* **EXERCISE DETAILS**:
List all the lines in these records that hold "mirror".

[Point-per-instance localization data]
⁂

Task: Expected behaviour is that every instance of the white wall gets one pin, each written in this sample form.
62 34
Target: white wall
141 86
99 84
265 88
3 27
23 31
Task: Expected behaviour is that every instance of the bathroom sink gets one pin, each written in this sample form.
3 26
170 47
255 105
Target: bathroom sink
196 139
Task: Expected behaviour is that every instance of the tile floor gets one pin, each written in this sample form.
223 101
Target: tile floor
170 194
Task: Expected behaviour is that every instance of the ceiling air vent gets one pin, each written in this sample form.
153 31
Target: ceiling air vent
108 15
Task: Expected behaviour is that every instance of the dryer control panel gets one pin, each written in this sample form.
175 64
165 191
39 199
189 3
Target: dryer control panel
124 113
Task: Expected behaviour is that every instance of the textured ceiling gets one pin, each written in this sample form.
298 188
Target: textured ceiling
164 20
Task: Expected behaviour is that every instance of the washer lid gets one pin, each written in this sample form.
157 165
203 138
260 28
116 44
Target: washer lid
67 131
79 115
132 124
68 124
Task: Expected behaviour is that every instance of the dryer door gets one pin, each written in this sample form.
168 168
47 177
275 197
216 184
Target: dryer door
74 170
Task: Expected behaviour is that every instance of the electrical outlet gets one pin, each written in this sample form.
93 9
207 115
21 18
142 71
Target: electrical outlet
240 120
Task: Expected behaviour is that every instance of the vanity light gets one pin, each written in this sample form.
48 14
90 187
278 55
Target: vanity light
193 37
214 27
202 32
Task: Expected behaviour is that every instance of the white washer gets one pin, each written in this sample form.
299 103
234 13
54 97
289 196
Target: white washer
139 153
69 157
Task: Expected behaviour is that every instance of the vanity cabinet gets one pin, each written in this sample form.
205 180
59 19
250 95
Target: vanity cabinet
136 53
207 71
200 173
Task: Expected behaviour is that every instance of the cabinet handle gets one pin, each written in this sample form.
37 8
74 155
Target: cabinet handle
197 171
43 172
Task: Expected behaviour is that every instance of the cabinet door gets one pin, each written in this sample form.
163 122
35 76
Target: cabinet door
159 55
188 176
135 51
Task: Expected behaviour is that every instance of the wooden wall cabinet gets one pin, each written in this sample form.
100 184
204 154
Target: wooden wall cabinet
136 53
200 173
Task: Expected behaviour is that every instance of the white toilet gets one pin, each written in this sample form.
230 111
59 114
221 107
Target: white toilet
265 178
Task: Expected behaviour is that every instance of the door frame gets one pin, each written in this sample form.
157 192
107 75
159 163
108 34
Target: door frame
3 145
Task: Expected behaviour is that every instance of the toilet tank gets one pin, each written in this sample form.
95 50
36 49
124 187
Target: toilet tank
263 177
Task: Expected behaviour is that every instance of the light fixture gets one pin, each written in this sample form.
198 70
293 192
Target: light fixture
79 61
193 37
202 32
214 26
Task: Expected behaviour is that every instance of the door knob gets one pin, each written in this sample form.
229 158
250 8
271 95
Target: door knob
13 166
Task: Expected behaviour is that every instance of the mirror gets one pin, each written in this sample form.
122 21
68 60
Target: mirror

⁂

* **SOLUTION TO THE PROBLEM**:
Task: Expected behaviour is that every instance of the mirror gets one pin, each written in this sample form.
Target: mirror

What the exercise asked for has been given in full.